> [Page excerpt]

——————

Whatever the case might be, it is clear that something is very wrong, and the chairman of the House Judiciary Committee and the IP Subcommittee have both condemned the judge:
Two members of the House judiciary committee have criticised Judge Rodney Gilstrap for his interpretation of TC Heartland v Kraft Foods, going as far as to suggest that he is putting the needs of the Eastern District of Texas above serving justice.
Speaking at a House judiciary committee hearing on patent law last week, Republican Darrell Issa described Judge Gilstrap’s recent interpretations of the Supreme Court’s TC Heartland decision—which limited the filing of infringement suits to the plaintiff’s state of incorporation—as “an act I find reprehensible”.
House judiciary committee chairman Bob Goodlatte, without naming Judge Gilstrap, said in his opening statement at the hearing: “Unfortunately, one judge in this district has already re-interpreted both the law and the unanimous Supreme Court decision to keep as many patent cases as possible in his district in defiance of the Supreme Court and congressional intent.”
The hearing came as defensive patent aggregator Unified Patents reported a 50 percent drop in disputes seen in the Eastern District of Texas in the first half of 2017.
Issa said at the hearing: “Only two weeks ago, Judge Gilstrap interpreted the TC Heartland decision in a way that rejects the Supreme Court’s unanimous decision and at least, for the time being, ensures that as many of the cases as possible will remain in his court room.”
Not only do I approve of calling out this judge, I approve of Darryl Issa* calling out the judge by name.
As an FYI, this nutjob wasn’t appointed by a ‘Phant. Obama appointed him,
I’d really like to know what’s his deal though.
*I cannot believe that I just said that. Issa is a nasty ratf%$# and he was for a long time before he went into politics.

——————

> [Information shown]
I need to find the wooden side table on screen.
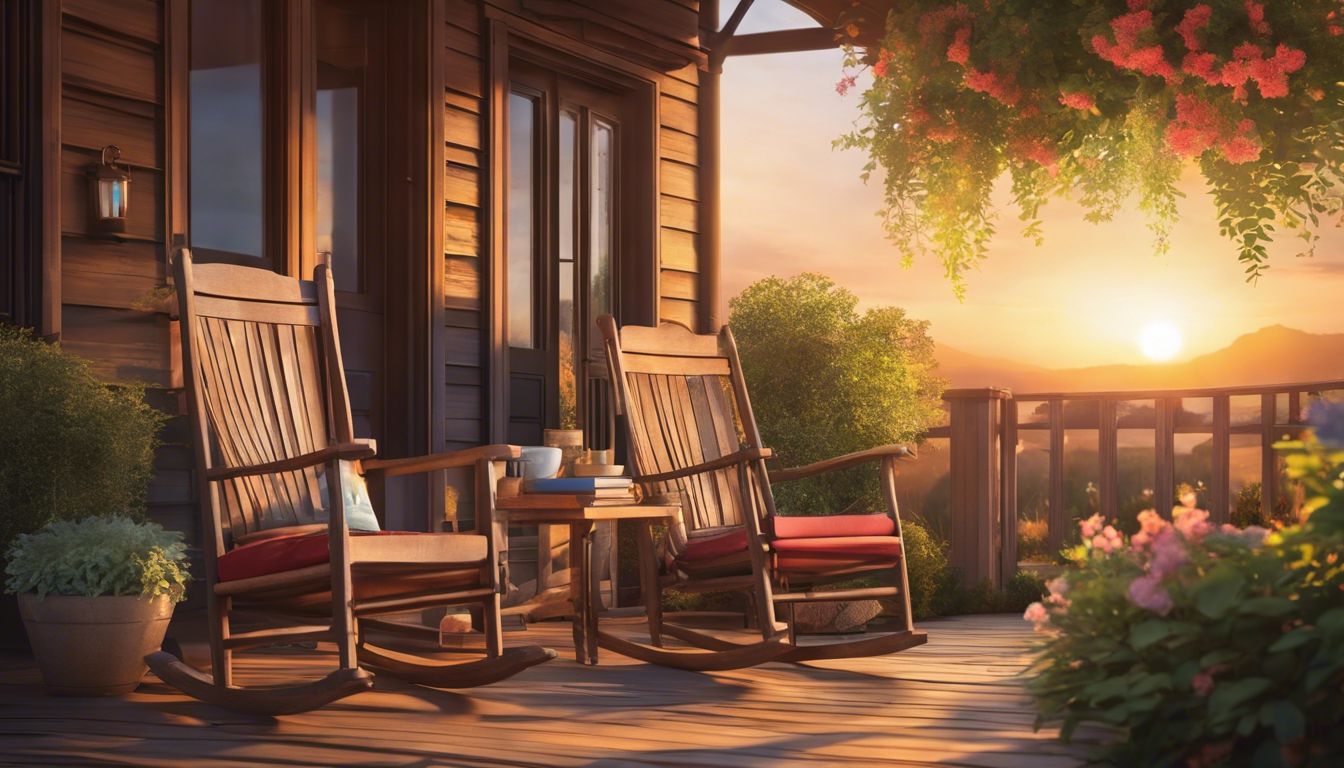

——————

Condense the paragraph of the Judge Gilstrap excerpt that begins "House judiciary committee chairman Bob Goodlatte" into one shorter sentence that keeps its main facts. The lines aren't needed for this.

> [Answer in full]
Without naming Judge Gilstrap, committee chairman Bob Goodlatte said in his opening statement at the hearing that one judge in the district had re-interpreted the law and the unanimous Supreme Court decision to keep as many patent cases as possible there, defying the Supreme Court and congressional intent.